Transcribe all of the data below verbatim, leaving the pictures out of your answer.
========================================================================
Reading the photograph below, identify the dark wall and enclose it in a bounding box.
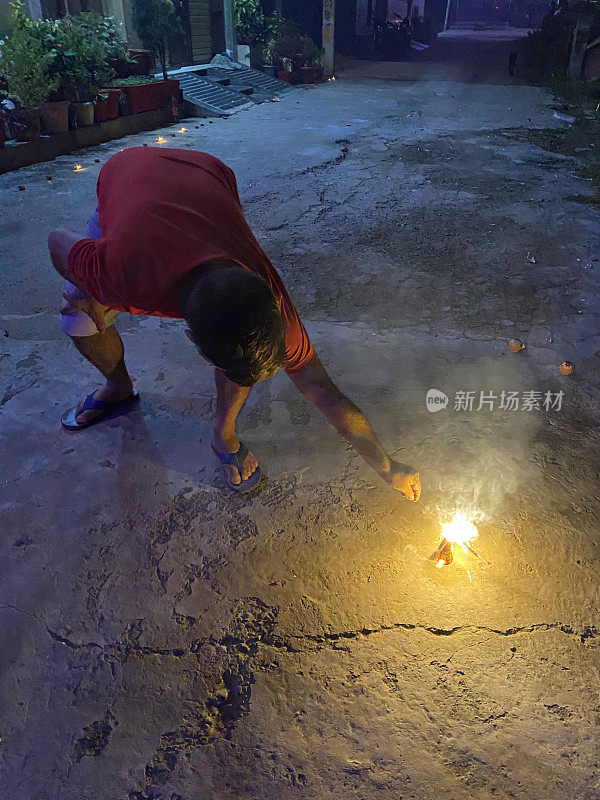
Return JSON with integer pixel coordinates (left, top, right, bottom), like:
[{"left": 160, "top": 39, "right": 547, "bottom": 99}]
[
  {"left": 281, "top": 0, "right": 323, "bottom": 47},
  {"left": 335, "top": 0, "right": 356, "bottom": 56}
]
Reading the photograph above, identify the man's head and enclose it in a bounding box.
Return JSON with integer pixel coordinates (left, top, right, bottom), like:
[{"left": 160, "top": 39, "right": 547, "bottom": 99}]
[{"left": 181, "top": 262, "right": 285, "bottom": 386}]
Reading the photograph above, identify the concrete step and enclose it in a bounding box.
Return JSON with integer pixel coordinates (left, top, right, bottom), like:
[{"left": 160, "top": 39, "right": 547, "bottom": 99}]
[
  {"left": 206, "top": 67, "right": 296, "bottom": 98},
  {"left": 175, "top": 72, "right": 252, "bottom": 116}
]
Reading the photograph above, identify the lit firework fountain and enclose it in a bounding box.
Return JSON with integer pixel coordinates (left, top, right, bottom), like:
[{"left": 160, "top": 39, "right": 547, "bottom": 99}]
[{"left": 431, "top": 513, "right": 487, "bottom": 569}]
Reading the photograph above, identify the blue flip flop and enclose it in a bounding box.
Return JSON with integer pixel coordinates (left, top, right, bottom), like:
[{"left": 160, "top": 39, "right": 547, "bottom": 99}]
[
  {"left": 211, "top": 442, "right": 261, "bottom": 494},
  {"left": 60, "top": 389, "right": 140, "bottom": 431}
]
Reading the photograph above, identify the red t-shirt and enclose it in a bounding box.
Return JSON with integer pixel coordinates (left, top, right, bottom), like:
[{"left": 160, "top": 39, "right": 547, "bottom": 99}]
[{"left": 68, "top": 147, "right": 314, "bottom": 372}]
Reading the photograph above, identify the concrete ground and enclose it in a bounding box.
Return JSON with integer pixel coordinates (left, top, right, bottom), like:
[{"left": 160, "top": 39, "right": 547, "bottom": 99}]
[{"left": 0, "top": 29, "right": 600, "bottom": 800}]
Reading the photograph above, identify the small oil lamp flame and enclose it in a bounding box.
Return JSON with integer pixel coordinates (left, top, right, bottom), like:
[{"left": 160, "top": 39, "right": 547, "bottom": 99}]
[
  {"left": 442, "top": 513, "right": 479, "bottom": 548},
  {"left": 431, "top": 513, "right": 483, "bottom": 569}
]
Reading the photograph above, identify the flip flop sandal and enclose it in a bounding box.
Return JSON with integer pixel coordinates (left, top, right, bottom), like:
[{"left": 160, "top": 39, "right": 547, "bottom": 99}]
[
  {"left": 211, "top": 442, "right": 261, "bottom": 494},
  {"left": 60, "top": 389, "right": 140, "bottom": 431}
]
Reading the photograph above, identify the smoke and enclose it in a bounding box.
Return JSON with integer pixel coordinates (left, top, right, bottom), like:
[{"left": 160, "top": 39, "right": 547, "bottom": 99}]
[{"left": 418, "top": 358, "right": 544, "bottom": 523}]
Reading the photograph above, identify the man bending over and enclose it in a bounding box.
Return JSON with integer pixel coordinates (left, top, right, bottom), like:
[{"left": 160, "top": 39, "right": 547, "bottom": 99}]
[{"left": 48, "top": 147, "right": 421, "bottom": 500}]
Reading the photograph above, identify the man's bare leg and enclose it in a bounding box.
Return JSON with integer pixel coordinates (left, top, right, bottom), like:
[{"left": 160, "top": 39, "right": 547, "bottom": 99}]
[
  {"left": 213, "top": 367, "right": 258, "bottom": 484},
  {"left": 71, "top": 325, "right": 133, "bottom": 423}
]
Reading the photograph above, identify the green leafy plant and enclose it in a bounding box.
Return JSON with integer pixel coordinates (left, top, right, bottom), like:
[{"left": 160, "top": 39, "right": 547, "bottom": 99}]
[
  {"left": 46, "top": 12, "right": 132, "bottom": 102},
  {"left": 133, "top": 0, "right": 185, "bottom": 80},
  {"left": 233, "top": 0, "right": 283, "bottom": 49},
  {"left": 0, "top": 0, "right": 59, "bottom": 108},
  {"left": 110, "top": 75, "right": 156, "bottom": 86},
  {"left": 273, "top": 19, "right": 308, "bottom": 60}
]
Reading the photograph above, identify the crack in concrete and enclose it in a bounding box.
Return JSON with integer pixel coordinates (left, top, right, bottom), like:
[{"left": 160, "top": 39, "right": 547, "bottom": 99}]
[{"left": 274, "top": 622, "right": 600, "bottom": 651}]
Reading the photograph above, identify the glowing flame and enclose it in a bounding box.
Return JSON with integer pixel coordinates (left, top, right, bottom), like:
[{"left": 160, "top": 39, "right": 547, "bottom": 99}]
[{"left": 442, "top": 513, "right": 478, "bottom": 553}]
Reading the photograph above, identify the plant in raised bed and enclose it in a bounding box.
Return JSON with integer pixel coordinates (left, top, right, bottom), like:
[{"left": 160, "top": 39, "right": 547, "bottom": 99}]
[
  {"left": 0, "top": 1, "right": 58, "bottom": 141},
  {"left": 133, "top": 0, "right": 185, "bottom": 80}
]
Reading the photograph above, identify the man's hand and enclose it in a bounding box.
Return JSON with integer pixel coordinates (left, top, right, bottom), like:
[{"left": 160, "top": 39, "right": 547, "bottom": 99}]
[
  {"left": 60, "top": 288, "right": 107, "bottom": 333},
  {"left": 382, "top": 459, "right": 421, "bottom": 502},
  {"left": 290, "top": 355, "right": 421, "bottom": 502}
]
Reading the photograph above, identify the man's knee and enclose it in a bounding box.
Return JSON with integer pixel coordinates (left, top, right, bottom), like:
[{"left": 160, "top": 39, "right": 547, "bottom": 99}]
[{"left": 60, "top": 311, "right": 98, "bottom": 338}]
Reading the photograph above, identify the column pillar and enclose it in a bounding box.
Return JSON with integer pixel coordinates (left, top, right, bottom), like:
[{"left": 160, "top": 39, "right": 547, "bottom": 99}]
[
  {"left": 223, "top": 0, "right": 236, "bottom": 52},
  {"left": 323, "top": 0, "right": 335, "bottom": 78}
]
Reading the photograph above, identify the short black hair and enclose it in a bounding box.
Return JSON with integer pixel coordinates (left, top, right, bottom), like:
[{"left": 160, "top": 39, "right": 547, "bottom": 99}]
[{"left": 181, "top": 262, "right": 285, "bottom": 386}]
========================================================================
- **Right answer**:
Reading the photograph below, identify the dark wall and enclose it in a bounding box.
Return JSON with integer pixel coordinates (left, top, right, bottom), like:
[{"left": 160, "top": 39, "right": 547, "bottom": 99}]
[
  {"left": 281, "top": 0, "right": 323, "bottom": 47},
  {"left": 335, "top": 0, "right": 356, "bottom": 56}
]
Reading the photograph above, identify the man's head and enclose it in a bounding box.
Return JSON with integer pixel coordinates (left, top, right, bottom), like:
[{"left": 160, "top": 39, "right": 547, "bottom": 99}]
[{"left": 181, "top": 262, "right": 285, "bottom": 386}]
Reading the photograph above, identify the concrete step and enclose it in a bounding box.
Return JSON with integer pixel coordinates (left, top, right, bottom), like:
[{"left": 160, "top": 39, "right": 547, "bottom": 99}]
[
  {"left": 206, "top": 67, "right": 296, "bottom": 98},
  {"left": 175, "top": 72, "right": 252, "bottom": 116}
]
Reading the photograph above, identify the lit firework fountain and enclose it in a bounding box.
Return JSON with integer pixel coordinates (left, top, right, bottom), like:
[{"left": 160, "top": 39, "right": 547, "bottom": 99}]
[{"left": 431, "top": 513, "right": 487, "bottom": 569}]
Reading the photograph above, identify the blue flip flop and enclose it in a bounding box.
Return JSON with integer pixel coordinates (left, top, right, bottom), like:
[{"left": 160, "top": 39, "right": 547, "bottom": 99}]
[
  {"left": 211, "top": 442, "right": 261, "bottom": 494},
  {"left": 60, "top": 389, "right": 140, "bottom": 431}
]
Reading the photograph above, identify the red t-shirt and enclose it in a bounding box.
Return JSON with integer pixel coordinates (left, top, right, bottom), like:
[{"left": 160, "top": 39, "right": 547, "bottom": 99}]
[{"left": 68, "top": 147, "right": 314, "bottom": 372}]
Reading the photograph above, identify the concrete ground and enclose it in a bounding box.
Return JSON with integer pixel coordinates (left, top, right, bottom), like:
[{"left": 160, "top": 39, "right": 547, "bottom": 99}]
[{"left": 0, "top": 29, "right": 600, "bottom": 800}]
Reading the photograph above, identify the small oil lamp flame and enclose it in a bounding box.
Return JSON with integer pixel coordinates (left, top, right, bottom), like:
[{"left": 160, "top": 39, "right": 547, "bottom": 99}]
[
  {"left": 442, "top": 513, "right": 479, "bottom": 548},
  {"left": 431, "top": 513, "right": 483, "bottom": 569}
]
Reading the photograph above, identify the flip flop sandal and enclose it in a bounding box.
Return JSON with integer pixel coordinates (left, top, right, bottom), like:
[{"left": 160, "top": 39, "right": 547, "bottom": 99}]
[
  {"left": 211, "top": 442, "right": 261, "bottom": 494},
  {"left": 60, "top": 389, "right": 140, "bottom": 431}
]
Reading the photograph above, identify the smoke and enclose it in a bounding box.
Return JSON with integer pixel coordinates (left, top, right, bottom), like:
[{"left": 160, "top": 39, "right": 547, "bottom": 99}]
[{"left": 418, "top": 358, "right": 544, "bottom": 523}]
Reading the photograph above, identify the man bending over and enclose it in a bounding box.
Return JSON with integer pixel coordinates (left, top, right, bottom), like:
[{"left": 160, "top": 39, "right": 547, "bottom": 99}]
[{"left": 48, "top": 147, "right": 421, "bottom": 500}]
Reading the photograph above, identify the man's bare leg and enclose it in a bounding box.
Return JSON with integer pixel coordinates (left, top, right, bottom), like:
[{"left": 160, "top": 39, "right": 547, "bottom": 99}]
[
  {"left": 213, "top": 367, "right": 258, "bottom": 484},
  {"left": 71, "top": 325, "right": 133, "bottom": 423}
]
Reading the photograph above, identify the green leafy plant and enclose it in a bounding box.
Return JSON with integer pixel coordinates (left, top, right, bottom), like:
[{"left": 160, "top": 39, "right": 547, "bottom": 99}]
[
  {"left": 46, "top": 12, "right": 132, "bottom": 102},
  {"left": 133, "top": 0, "right": 185, "bottom": 80},
  {"left": 233, "top": 0, "right": 283, "bottom": 49},
  {"left": 0, "top": 0, "right": 59, "bottom": 108},
  {"left": 110, "top": 75, "right": 156, "bottom": 86},
  {"left": 273, "top": 19, "right": 308, "bottom": 60}
]
Reading the photograph above, identify the crack in concrete and enclose it in a bounding box.
Return JSON with integer pixel coordinates (left, top, right, bottom), like:
[{"left": 160, "top": 39, "right": 547, "bottom": 99}]
[{"left": 274, "top": 622, "right": 600, "bottom": 651}]
Reading the photograph above, identify the glowing flame and enclose it in a bounding box.
Return JSON with integer pixel coordinates (left, top, right, bottom), like:
[{"left": 160, "top": 39, "right": 547, "bottom": 99}]
[{"left": 442, "top": 513, "right": 478, "bottom": 553}]
Reading the photograph above, identify the plant in raised bed and enclose it in a bounding box.
Return JSON with integer pixel coordinates (left, top, right, bottom), like:
[{"left": 160, "top": 39, "right": 547, "bottom": 99}]
[
  {"left": 0, "top": 1, "right": 58, "bottom": 141},
  {"left": 133, "top": 0, "right": 185, "bottom": 80}
]
Reading the photograph above, identify the man's hand and enclose it in a bounding box.
Return JSON with integer pixel coordinates (left, top, right, bottom), like:
[{"left": 160, "top": 39, "right": 547, "bottom": 99}]
[
  {"left": 60, "top": 288, "right": 107, "bottom": 333},
  {"left": 382, "top": 459, "right": 421, "bottom": 502},
  {"left": 290, "top": 355, "right": 421, "bottom": 502}
]
Reading the photograph above, identify the man's knee and enclose it in a bounding box.
Return JSON with integer pixel coordinates (left, top, right, bottom), like:
[{"left": 160, "top": 39, "right": 547, "bottom": 99}]
[{"left": 60, "top": 311, "right": 98, "bottom": 338}]
Reading the photograph above, identify the column pillar and enclose it in a bounding box.
Return JSON with integer pixel coordinates (left, top, right, bottom), like:
[{"left": 160, "top": 39, "right": 547, "bottom": 99}]
[
  {"left": 223, "top": 0, "right": 236, "bottom": 52},
  {"left": 323, "top": 0, "right": 335, "bottom": 78}
]
Reading the photograph above, identify the short black hair and enclose it in a bounding box.
Return JSON with integer pixel coordinates (left, top, right, bottom), like:
[{"left": 160, "top": 39, "right": 547, "bottom": 99}]
[{"left": 181, "top": 262, "right": 285, "bottom": 386}]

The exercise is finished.